What the task requires: Copy out the final stretch of the listing: the line that contains "Check that each instance of the bare" and all lines after it, exactly as they appear.

#### Input

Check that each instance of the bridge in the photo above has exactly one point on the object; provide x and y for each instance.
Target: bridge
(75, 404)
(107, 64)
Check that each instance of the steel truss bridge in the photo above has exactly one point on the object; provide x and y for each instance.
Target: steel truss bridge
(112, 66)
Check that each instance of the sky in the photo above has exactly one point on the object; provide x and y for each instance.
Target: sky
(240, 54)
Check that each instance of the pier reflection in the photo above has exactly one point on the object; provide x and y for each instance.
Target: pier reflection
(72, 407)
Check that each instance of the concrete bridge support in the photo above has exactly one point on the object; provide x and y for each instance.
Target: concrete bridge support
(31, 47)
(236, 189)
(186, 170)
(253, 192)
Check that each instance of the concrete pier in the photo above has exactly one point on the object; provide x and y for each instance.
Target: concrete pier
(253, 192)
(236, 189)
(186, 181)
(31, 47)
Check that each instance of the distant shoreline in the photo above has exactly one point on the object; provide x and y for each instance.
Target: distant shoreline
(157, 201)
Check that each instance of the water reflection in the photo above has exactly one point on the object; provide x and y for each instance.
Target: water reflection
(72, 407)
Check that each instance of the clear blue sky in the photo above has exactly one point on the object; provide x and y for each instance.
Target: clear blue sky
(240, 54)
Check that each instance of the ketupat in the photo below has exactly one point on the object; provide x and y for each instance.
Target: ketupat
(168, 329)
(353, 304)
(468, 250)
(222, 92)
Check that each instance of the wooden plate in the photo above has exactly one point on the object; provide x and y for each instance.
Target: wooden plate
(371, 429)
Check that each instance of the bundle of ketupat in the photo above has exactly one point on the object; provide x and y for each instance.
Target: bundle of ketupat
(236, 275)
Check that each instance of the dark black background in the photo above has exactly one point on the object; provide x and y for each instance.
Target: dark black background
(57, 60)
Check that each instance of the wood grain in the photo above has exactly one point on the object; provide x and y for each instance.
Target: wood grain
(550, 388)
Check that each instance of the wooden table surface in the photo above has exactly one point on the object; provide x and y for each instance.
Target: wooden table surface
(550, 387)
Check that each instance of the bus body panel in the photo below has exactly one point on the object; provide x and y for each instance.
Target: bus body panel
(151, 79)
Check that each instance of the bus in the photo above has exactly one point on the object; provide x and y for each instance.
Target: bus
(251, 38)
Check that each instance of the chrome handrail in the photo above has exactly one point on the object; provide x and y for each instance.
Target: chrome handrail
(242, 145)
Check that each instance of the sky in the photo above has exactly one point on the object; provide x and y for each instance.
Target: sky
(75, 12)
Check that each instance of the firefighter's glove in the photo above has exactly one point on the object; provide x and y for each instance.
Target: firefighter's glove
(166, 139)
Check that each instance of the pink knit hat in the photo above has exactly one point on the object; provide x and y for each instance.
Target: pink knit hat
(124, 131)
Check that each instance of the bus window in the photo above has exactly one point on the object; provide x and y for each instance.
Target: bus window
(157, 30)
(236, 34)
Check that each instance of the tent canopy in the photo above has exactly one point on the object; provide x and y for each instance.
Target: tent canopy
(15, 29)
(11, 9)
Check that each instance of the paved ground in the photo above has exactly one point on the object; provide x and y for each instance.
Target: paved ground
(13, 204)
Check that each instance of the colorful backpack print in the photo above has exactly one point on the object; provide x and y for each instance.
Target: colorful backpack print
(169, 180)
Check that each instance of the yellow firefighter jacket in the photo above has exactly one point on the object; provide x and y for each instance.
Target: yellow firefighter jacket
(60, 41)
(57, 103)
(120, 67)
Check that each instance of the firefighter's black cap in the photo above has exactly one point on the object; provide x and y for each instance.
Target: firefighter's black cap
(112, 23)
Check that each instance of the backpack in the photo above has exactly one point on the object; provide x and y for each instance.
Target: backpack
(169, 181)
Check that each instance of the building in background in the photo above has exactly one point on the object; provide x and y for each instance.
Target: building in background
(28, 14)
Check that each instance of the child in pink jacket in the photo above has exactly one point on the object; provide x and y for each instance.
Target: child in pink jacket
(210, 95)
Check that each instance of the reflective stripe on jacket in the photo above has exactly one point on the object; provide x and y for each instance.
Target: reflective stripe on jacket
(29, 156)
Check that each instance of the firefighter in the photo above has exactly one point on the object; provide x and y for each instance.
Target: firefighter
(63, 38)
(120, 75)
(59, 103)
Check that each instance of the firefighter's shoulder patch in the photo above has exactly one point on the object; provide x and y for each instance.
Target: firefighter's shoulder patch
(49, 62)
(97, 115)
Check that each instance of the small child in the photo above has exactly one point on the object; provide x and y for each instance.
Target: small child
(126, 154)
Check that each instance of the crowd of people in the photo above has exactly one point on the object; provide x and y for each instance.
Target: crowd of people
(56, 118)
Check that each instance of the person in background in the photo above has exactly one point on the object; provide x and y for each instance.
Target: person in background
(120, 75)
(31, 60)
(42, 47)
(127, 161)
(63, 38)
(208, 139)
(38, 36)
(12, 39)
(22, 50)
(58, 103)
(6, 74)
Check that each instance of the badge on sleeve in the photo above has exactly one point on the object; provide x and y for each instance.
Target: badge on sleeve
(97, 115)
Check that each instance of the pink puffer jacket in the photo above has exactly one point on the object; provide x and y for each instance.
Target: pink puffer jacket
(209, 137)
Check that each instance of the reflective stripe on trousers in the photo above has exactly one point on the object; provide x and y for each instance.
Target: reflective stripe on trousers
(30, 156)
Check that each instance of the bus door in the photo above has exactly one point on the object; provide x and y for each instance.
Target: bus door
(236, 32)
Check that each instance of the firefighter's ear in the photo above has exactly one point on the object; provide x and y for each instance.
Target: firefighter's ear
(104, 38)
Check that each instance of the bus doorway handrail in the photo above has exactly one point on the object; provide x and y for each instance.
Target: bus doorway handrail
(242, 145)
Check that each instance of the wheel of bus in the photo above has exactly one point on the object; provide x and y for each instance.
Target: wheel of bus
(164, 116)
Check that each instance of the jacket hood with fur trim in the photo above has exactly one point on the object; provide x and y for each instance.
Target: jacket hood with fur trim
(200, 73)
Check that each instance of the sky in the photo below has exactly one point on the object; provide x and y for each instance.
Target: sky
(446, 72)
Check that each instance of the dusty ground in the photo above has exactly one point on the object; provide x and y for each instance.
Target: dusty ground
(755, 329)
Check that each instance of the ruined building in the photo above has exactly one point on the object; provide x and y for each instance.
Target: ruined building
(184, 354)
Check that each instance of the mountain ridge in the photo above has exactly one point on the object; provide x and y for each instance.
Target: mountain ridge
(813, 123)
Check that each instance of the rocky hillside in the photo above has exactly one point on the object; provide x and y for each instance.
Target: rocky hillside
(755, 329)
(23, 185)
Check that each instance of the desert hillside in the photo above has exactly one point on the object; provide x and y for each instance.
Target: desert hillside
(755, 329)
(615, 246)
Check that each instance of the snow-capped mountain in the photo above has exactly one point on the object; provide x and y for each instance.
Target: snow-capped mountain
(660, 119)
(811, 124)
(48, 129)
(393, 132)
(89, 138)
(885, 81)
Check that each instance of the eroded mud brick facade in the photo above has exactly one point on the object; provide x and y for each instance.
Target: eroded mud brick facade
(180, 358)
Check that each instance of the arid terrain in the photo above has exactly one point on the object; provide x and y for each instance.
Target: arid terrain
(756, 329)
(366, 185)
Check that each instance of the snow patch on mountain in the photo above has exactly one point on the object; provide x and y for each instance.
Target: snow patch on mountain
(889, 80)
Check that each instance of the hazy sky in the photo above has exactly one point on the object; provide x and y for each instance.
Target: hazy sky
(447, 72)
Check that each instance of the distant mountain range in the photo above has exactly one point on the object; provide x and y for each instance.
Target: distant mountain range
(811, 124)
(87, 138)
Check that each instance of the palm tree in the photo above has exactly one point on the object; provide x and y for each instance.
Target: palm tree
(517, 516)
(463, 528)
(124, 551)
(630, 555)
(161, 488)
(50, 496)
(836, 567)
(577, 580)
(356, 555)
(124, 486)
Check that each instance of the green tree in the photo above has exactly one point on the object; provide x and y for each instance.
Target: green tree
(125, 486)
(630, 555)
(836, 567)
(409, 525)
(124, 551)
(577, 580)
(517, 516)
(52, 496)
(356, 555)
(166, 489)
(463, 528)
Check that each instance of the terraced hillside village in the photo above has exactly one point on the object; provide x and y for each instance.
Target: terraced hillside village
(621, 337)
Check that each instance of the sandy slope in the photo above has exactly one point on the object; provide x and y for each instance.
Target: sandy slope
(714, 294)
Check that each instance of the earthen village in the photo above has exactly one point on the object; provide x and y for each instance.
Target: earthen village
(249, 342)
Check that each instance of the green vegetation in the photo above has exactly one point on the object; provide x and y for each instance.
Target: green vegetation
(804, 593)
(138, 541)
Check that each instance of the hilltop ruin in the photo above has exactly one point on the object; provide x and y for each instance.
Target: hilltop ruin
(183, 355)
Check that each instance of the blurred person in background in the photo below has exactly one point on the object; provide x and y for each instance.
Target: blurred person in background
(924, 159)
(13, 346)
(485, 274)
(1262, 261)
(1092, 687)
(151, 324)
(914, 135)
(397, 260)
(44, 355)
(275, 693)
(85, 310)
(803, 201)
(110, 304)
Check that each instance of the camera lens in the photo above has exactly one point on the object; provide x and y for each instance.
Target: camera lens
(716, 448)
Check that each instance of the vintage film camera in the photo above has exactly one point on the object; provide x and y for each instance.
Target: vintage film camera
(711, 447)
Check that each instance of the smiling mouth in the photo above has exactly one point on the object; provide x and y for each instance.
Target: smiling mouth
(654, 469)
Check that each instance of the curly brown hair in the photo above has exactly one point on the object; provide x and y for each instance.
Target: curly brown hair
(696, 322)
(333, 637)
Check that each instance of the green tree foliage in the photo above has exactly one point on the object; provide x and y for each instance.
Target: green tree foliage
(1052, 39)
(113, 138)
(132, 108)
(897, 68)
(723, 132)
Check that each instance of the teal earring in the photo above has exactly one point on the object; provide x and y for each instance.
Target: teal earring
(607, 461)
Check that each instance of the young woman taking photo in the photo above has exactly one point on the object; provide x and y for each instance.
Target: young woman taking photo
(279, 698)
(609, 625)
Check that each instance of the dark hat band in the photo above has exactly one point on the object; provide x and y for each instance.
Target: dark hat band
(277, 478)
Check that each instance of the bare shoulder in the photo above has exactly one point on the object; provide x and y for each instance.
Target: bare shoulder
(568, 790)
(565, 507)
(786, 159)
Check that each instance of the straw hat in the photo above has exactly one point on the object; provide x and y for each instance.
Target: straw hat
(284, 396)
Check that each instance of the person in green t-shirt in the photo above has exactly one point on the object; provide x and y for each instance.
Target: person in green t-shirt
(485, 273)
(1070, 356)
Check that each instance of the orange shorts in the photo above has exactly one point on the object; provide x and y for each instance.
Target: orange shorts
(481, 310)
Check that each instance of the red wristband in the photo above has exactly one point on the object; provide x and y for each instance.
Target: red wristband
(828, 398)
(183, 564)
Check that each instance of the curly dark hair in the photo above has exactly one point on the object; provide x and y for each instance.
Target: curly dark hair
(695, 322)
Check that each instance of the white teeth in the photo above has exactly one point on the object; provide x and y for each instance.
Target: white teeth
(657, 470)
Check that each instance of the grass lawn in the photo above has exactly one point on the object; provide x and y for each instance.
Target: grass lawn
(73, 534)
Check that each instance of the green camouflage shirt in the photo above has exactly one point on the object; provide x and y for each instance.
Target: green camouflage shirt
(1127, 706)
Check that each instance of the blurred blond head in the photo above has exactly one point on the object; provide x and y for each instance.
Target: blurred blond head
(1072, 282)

########

Finished exercise:
Check that each instance of the bare shoulder in the photo above has exactly one point on the object; provide x and y for each instance.
Target: bare shoulder
(568, 790)
(565, 507)
(786, 159)
Check that each instance of the straw hat in the photo above has exactly one point on the object; provide x and y for each instance.
Target: straw hat
(284, 396)
Check that each instance of the person in green t-shirt in the photo above has exactly one point on the object; provide x and y for each instance.
Target: person in green t-shirt
(485, 273)
(1070, 356)
Check that each instance of the orange shorts in the photo above has exactly one point on the object; provide x and y for each instance.
Target: orange shorts
(481, 310)
Check that each instance of the red wristband in the photo above has exactly one point on the object; provide x and y for each instance.
Target: red wristband
(828, 398)
(183, 564)
Check that each instance of the curly dark hair in the photo above has exactly one point on the object; provide x and y for each instance.
Target: curly dark hair
(695, 322)
Check that each instance of the white teeth in the photo above has exactly one point on the object; provide x and y for each instance.
Target: white teeth
(657, 470)
Check that each instance of the grass lawn in the photo above has exactly one point on the object; provide x and y for each instance.
Target: grass lawn
(73, 534)
Check that each instance of the green camouflage shirt in the photo above has exactly one point on the object; provide x and y for each instance.
Target: green camouflage shirt
(1127, 706)
Check that each instance of the blurred blond head in the photo above has exactly one point on the object; provide x and y for each instance.
Target: blurred blond head
(1072, 282)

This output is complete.